Exercise: Repeat the lines below exactly as written, please, from the line with "[(326, 625), (305, 667)]" to the line with "the red classic", both lines included, and no others.

Input for this task:
━━━━

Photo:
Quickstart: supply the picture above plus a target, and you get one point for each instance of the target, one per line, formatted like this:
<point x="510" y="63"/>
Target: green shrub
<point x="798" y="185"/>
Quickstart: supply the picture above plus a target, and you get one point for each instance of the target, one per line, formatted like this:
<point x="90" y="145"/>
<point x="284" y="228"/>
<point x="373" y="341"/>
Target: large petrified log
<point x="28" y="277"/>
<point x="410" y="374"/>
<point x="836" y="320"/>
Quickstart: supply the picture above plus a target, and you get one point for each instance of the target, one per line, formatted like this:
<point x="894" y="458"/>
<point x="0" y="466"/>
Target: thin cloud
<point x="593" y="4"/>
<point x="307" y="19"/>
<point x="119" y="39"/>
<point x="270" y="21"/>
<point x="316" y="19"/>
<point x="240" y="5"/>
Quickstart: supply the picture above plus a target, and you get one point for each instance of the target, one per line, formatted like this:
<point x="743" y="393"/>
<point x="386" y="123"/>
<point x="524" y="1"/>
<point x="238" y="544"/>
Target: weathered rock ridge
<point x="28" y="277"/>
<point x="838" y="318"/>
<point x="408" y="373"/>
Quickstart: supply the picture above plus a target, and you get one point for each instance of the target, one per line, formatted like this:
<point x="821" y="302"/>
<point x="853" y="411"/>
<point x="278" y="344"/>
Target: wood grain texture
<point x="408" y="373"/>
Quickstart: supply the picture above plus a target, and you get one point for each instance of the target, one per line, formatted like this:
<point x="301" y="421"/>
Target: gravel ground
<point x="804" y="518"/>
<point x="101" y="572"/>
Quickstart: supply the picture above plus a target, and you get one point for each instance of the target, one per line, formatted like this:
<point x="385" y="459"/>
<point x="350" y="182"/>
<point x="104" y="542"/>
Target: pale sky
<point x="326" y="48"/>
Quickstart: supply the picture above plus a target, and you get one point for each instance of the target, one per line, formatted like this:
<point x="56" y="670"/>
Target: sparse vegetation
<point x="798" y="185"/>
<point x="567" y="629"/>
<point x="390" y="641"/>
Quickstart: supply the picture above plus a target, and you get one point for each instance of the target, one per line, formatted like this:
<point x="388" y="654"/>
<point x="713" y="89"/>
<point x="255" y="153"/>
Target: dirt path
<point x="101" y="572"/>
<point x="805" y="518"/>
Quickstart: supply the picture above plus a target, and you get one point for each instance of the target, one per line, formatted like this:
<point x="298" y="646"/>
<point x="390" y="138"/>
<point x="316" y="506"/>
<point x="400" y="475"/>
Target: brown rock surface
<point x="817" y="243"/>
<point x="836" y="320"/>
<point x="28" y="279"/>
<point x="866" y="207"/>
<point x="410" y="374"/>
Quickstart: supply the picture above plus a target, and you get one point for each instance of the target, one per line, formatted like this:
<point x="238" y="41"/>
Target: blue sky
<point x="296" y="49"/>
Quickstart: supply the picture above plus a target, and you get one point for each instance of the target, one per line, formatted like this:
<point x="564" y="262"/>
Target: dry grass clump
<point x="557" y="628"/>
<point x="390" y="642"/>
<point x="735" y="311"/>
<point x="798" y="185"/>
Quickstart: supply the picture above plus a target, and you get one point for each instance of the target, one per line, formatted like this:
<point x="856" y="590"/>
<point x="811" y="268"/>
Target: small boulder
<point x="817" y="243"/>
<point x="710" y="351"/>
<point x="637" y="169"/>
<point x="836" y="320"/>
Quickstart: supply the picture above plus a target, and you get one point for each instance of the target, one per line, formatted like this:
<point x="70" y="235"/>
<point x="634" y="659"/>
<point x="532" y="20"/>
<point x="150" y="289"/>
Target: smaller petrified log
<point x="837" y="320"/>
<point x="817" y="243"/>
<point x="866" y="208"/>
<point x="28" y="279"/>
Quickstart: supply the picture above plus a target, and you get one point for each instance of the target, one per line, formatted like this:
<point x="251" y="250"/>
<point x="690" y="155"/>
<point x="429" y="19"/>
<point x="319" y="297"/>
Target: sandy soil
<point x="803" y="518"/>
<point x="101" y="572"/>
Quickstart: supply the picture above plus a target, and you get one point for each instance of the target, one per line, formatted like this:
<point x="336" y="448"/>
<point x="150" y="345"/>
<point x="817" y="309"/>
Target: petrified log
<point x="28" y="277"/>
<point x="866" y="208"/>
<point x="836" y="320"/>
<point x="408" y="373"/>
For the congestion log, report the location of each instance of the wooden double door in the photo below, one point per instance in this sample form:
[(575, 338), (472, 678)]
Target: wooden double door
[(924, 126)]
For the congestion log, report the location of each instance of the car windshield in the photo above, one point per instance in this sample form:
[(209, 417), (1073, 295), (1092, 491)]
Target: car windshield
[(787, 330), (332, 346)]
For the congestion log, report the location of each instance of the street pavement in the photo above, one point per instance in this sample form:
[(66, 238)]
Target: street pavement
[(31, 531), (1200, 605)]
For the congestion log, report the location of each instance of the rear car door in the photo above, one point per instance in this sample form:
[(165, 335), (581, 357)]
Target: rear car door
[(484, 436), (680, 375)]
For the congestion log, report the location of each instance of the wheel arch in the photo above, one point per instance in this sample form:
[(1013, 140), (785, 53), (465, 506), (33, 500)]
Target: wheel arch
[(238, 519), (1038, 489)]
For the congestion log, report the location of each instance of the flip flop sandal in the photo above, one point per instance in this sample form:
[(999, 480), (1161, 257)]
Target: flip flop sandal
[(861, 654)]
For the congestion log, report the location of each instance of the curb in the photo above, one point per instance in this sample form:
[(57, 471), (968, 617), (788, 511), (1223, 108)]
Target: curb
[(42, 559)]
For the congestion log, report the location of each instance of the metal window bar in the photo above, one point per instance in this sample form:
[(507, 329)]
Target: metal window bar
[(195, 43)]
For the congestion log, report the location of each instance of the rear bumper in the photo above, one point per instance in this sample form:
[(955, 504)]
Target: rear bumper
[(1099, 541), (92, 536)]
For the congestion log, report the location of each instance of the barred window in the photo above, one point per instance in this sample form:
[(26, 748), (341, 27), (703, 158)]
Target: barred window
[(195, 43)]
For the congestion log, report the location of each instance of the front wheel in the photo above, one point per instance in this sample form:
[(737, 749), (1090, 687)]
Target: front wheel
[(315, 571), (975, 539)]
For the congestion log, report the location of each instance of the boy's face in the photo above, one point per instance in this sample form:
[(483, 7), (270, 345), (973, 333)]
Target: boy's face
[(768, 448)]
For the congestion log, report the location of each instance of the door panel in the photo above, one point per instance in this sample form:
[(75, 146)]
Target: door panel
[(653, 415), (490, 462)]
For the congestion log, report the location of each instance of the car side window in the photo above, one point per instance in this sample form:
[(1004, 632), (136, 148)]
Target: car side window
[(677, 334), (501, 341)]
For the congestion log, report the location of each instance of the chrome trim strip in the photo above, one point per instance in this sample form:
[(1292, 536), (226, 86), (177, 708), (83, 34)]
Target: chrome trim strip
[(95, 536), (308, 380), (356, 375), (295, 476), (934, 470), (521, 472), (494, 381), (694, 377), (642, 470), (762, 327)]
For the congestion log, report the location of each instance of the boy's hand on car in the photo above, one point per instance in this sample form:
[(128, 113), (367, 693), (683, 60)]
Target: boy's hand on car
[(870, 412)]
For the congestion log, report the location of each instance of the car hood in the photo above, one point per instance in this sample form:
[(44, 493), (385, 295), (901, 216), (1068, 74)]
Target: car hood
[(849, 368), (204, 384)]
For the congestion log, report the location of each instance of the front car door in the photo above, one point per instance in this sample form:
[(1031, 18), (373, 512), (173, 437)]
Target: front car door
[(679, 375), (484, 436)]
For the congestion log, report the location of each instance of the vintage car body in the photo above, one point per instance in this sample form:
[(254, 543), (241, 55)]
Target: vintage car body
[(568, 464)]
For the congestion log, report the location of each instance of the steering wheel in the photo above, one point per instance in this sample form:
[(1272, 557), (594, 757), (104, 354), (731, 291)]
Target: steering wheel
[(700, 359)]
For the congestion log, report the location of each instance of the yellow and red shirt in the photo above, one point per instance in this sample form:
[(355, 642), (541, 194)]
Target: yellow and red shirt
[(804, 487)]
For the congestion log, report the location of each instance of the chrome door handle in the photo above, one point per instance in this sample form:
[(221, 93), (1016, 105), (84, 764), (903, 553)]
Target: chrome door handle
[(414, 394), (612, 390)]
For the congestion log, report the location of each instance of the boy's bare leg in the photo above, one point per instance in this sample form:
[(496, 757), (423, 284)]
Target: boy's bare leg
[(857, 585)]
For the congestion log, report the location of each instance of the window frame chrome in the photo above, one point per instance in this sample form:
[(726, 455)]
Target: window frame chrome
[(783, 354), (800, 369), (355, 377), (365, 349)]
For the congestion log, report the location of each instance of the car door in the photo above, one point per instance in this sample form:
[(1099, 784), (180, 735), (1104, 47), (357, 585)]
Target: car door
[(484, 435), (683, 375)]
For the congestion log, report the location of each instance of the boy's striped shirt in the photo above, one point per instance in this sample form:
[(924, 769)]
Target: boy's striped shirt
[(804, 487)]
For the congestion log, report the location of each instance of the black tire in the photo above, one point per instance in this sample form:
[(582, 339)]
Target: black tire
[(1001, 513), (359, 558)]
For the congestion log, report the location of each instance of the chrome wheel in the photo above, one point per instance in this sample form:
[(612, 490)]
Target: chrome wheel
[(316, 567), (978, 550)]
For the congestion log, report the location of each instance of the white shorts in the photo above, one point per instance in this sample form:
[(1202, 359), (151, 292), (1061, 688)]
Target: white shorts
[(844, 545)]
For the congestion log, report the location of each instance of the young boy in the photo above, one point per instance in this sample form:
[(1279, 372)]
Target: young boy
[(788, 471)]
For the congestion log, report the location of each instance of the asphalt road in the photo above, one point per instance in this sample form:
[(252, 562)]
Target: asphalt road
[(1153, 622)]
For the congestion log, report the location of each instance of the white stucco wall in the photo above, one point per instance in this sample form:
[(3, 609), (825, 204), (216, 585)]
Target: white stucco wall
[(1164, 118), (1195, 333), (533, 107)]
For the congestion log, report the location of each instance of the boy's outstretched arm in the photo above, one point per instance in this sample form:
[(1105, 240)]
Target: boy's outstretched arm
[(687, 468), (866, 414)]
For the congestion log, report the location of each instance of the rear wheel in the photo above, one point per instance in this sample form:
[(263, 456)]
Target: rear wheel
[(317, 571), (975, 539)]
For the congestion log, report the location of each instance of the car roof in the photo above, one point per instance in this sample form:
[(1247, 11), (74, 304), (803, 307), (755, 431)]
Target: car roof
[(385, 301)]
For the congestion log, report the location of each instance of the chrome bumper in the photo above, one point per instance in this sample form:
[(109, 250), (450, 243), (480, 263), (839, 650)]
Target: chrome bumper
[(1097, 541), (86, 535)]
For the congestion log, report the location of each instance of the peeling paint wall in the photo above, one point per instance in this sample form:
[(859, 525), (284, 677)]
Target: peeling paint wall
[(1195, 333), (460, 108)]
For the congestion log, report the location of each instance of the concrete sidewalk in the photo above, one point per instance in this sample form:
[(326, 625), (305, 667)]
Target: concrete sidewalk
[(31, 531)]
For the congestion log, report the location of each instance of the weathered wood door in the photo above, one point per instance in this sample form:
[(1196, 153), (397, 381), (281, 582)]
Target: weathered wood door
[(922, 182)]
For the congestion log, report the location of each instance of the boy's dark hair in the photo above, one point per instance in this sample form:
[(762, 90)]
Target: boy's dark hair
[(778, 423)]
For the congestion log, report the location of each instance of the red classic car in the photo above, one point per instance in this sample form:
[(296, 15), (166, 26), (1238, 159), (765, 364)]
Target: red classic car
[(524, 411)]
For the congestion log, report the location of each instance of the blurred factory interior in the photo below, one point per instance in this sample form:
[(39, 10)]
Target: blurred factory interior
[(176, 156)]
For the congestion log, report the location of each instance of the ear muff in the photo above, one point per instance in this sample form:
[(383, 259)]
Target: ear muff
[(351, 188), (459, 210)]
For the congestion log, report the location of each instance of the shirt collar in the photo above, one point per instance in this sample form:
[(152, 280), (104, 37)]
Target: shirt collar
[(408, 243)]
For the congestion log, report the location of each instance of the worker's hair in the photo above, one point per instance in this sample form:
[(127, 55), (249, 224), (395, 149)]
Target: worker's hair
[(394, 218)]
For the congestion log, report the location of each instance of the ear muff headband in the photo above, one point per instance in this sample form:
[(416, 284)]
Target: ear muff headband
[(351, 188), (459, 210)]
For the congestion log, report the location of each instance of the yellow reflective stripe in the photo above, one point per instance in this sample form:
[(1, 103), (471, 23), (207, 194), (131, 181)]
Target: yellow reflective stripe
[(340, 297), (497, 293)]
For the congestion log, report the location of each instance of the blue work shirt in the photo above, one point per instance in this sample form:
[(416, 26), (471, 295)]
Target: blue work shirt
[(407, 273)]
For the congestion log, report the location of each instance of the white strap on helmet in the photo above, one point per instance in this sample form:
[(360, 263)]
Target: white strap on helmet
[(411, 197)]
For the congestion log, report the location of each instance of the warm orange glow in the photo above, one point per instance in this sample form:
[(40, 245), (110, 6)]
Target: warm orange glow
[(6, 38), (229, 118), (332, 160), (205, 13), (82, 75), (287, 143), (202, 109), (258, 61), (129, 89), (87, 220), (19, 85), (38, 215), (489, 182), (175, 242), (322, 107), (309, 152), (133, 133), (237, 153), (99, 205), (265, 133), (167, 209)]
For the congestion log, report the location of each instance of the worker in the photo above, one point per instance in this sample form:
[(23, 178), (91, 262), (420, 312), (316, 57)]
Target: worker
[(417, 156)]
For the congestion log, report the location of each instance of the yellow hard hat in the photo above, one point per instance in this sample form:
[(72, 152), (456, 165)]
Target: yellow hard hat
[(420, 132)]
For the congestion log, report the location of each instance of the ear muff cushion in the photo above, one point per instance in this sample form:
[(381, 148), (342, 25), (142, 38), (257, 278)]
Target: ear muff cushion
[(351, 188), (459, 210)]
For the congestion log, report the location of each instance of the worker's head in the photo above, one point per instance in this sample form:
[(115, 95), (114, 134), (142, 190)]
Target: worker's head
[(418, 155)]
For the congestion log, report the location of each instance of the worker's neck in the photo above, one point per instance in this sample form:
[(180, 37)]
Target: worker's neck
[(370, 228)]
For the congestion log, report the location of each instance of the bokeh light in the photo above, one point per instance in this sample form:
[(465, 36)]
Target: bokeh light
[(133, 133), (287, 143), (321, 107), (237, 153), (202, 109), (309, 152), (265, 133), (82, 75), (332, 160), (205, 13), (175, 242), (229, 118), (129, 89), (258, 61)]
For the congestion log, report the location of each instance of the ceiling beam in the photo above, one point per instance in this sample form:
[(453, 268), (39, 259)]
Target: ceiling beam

━━━━

Solution to this exercise:
[(326, 625), (305, 667)]
Target: concrete sidewalk
[(31, 531)]
For the congestion log, report the location of each instance of the weathered wood door in the photo above, one point per instance in this sample form:
[(1196, 153), (397, 381), (281, 582)]
Target: weathered wood door
[(922, 182)]
For the congestion log, report the location of each instance of the boy's dark hair in the photo above, one point per instance in this sample form:
[(762, 90)]
Target: boy's dark hair
[(778, 423)]
For the congestion log, report the location of each instance of the red classic car in the photo above, one point per instance in this sample form:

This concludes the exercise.